--- Written instruction ---
Pull out the lines from the start of the rows through the line that contains "816 258 L 595", and reproduce them verbatim.

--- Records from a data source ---

— Start —

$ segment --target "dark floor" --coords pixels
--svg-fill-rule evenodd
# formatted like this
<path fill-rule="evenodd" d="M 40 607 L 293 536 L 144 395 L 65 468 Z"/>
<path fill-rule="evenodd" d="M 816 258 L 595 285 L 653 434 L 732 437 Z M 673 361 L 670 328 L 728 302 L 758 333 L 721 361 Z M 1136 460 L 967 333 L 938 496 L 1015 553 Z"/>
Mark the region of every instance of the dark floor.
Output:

— End —

--- Written answer ---
$ segment --target "dark floor" --coords pixels
--svg-fill-rule evenodd
# formatted like this
<path fill-rule="evenodd" d="M 40 607 L 293 536 L 144 395 L 65 468 Z"/>
<path fill-rule="evenodd" d="M 816 258 L 595 285 L 653 434 L 732 437 Z M 673 361 L 670 328 L 728 302 L 758 333 L 721 361 Z M 1136 460 L 967 333 L 938 496 L 1015 553 Z"/>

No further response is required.